# START OF Data shown

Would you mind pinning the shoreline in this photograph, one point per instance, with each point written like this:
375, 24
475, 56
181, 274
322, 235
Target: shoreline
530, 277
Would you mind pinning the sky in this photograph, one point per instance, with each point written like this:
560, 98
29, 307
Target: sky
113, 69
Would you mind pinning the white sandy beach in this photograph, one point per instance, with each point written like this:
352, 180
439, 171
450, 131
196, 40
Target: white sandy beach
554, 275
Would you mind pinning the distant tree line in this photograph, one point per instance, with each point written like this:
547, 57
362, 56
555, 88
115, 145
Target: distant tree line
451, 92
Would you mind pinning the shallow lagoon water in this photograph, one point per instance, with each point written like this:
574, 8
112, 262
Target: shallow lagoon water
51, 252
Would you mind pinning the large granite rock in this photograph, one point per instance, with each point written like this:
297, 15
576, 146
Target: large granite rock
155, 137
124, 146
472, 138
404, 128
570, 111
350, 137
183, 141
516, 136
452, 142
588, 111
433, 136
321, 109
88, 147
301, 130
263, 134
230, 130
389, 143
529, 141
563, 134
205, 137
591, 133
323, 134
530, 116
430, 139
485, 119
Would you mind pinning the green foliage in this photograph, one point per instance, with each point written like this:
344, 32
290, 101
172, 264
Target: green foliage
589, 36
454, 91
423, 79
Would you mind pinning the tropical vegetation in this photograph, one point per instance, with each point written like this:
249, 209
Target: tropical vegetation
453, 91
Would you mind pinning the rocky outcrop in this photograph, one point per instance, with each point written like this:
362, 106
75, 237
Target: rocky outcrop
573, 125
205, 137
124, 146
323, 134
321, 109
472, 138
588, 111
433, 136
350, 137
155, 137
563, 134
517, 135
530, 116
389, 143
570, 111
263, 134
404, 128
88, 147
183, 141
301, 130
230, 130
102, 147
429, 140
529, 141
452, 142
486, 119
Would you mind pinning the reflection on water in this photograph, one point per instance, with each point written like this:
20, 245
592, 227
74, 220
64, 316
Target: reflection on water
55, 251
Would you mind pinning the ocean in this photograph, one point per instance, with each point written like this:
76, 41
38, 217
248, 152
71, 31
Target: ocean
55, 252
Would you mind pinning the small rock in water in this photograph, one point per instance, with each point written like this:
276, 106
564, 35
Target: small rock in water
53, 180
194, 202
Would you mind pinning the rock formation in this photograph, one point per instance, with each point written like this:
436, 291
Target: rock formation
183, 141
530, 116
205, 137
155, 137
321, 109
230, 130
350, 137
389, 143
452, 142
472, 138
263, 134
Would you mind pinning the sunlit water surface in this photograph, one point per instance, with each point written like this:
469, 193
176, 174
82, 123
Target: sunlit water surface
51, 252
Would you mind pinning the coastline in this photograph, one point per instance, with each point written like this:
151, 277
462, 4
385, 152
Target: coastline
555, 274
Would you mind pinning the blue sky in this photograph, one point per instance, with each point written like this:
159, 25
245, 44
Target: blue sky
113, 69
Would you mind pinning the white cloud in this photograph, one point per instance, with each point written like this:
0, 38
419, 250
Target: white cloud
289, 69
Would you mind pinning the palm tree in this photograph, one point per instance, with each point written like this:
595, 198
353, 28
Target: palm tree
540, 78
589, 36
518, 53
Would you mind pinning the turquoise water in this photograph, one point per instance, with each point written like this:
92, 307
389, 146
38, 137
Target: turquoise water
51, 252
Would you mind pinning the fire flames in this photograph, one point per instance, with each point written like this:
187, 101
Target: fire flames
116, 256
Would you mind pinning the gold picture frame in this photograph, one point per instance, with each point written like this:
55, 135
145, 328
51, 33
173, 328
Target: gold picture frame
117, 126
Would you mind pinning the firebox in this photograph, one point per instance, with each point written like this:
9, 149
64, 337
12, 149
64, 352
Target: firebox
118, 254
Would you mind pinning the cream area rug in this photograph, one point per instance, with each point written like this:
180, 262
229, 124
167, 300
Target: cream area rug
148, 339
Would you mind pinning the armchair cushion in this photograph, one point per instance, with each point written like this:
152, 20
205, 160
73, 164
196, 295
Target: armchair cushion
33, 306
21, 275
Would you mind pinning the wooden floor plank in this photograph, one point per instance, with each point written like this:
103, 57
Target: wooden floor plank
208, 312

# END OF Data shown

Requirement - Rescale the records from the line with "Would you mind pinning the wooden" through the end of the records, repeating every line, requests included. Multiply each coordinate in the answers by 0.25 and round it to a whole number, with halves rounded up, and leave the numbers in the requests and their format samples unchanged.

Output of the task -
Would you mind pinning the wooden floor plank in this photograph, one point per instance, with each point written like this:
103, 57
Target: wooden floor plank
52, 78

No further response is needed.